■ Required work ■
a) From the Ethiopia blog post, extract the stretch from "This is a running" through "4 weeks ago...".
b) Answer these questions using the Ethiopia blog post:
(i) About how long did the experience in Ethiopia last?
(ii) Roughly how many miles did the author manage to run there?
(iii) To whom did the students send their pages for compilation?
c) Proceed with the Ethiopia blog post, picking up after its final sentence.

■ Provided passage ■
-- BEGIN --

Tuesday, February 16, 2010

Ethiopia: Give to receive

This is a running blog but I cannot resist to post one article not related to running. This post is a short report about our amazing experience in Ethiopia for almost 3 weeks over the Holidays. (Although running was not part of our humanitarian mission, I did manage to run about 60 miles in this special place for distance running as you could read in my late December and early January posts.) This is a very belated post. Initially, I thought I would just have to reference the group journal that the students had decided to do while there. But, like me with work, everybody got caught up with the workload and the report is still being worked out (at the time I publish the post, all the students have sent their own page --each had one day to recount-- to Derek who has proposed to work on the compilation). In the meantime here is what I had written on my way back to Ethiopia, 4 weeks ago...

11 days in a remote and desert place of Ethiopia, without Internet, where to start from...?
  1. The logistic?
  2. The weather?
  3. What the group has accomplished in Gara Dima?
  4. What I learned from our African journey?
  5. Our experience of the Ethiopian health care system?
  6. The photographic experience?
  7. The running?

-- END --

■ Supplied information ■
-- BEGIN --

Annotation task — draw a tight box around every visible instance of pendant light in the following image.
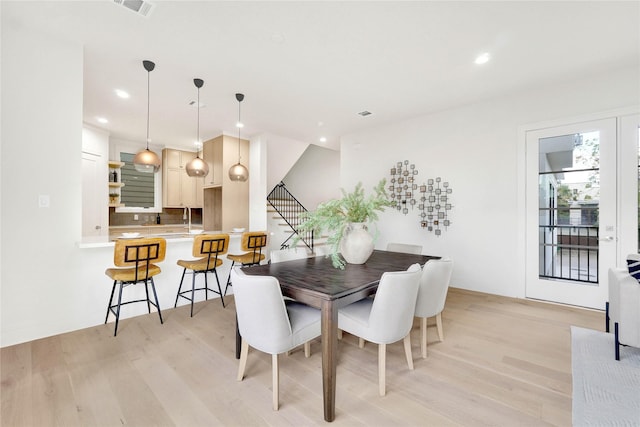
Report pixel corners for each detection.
[133,61,161,173]
[186,79,209,178]
[229,93,249,182]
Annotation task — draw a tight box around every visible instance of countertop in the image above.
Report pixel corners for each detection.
[78,224,242,249]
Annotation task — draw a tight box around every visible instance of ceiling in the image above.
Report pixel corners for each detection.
[1,0,640,149]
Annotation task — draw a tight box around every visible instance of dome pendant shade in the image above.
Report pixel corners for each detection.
[133,60,162,173]
[229,163,249,182]
[133,148,162,173]
[229,93,249,182]
[186,157,209,178]
[186,79,209,178]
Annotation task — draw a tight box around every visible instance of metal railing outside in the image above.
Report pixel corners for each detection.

-- END --

■ Task-by-task results ■
a)
This is a running blog but I cannot resist to post one article not related to running. This post is a short report about our amazing experience in Ethiopia for almost 3 weeks over the Holidays. (Although running was not part of our humanitarian mission, I did manage to run about 60 miles in this special place for distance running as you could read in my late December and early January posts.) This is a very belated post. Initially, I thought I would just have to reference the group journal that the students had decided to do while there. But, like me with work, everybody got caught up with the workload and the report is still being worked out (at the time I publish the post, all the students have sent their own page --each had one day to recount-- to Derek who has proposed to work on the compilation). In the meantime here is what I had written on my way back to Ethiopia, 4 weeks ago...

b)
(i) Almost 3 weeks, over the Holidays.
(ii) About 60 miles.
(iii) Derek.

c)
There are so many things, too many for one post. Besides, the students have agreed to each take turn to tell us in details about one of the days of our journey so you will have plenty to read from all these perspectives soon. I will update this post when the journal is uploaded. And, as you may guess in this digital photography era, there will be hundreds of pictures available. Tens of thousands actually so a lot of selection to be made in the upcoming few days. While we all catchup with work and school. [Since I wrote this, who did work on the photo albums although not to the extent I was hoping for, and here are two links to a shorter version (155 pictures) with Agnes' comments, in French, and a longer version (642 pix!) with some of the pictures I took with my Nikon D50).

In the meantime, here is a breviary, a series of vignettes which came back to mind randomly during my flight back to Paris. I have seen...

  1. Hundreds of bright smiles welcoming us every day in Gara Dima.
  2. Dozen of barefoot kids running faster than our bus on rocky and dusty trails.
  3. Dentitions perfectly white and others brownish and very damaged by the fluorite.
  4. Animals you expect in a safari (crocodiles, monkeys, birds, antelopes, Oryxes, insects).
  5. Bumpy roads on which I ran faster than our bus.
  6. Many hard working Ethiopians using ancestral agricultural techniques and traditions.
  7. Villages made of dirt huts like the one I could see in my geography books in primary school.
  8. A health care system really cheap and rudimentary, with a questionable hygiene.
  9. Desert areas transformed into fields thanks to basic irrigation with dirt-made canals.
  10. Exceptional kids from all horizons and background, joining forces and ideas to build a "World Family" (the name of Emebet and Joseph's association).
  11. An amazing Ethiopian Minister (His Excellency Dr. Tewodros Adhanom, Minister, Federal Ministry of Health) who gave all his attention, support and consideration to the Gara Dima community by presiding the inauguration of the Community Center on the last Sunday of our stay.
  12. An air pollution characteristic of the developing countries which cannot afford the extra cost of green and sustainable development.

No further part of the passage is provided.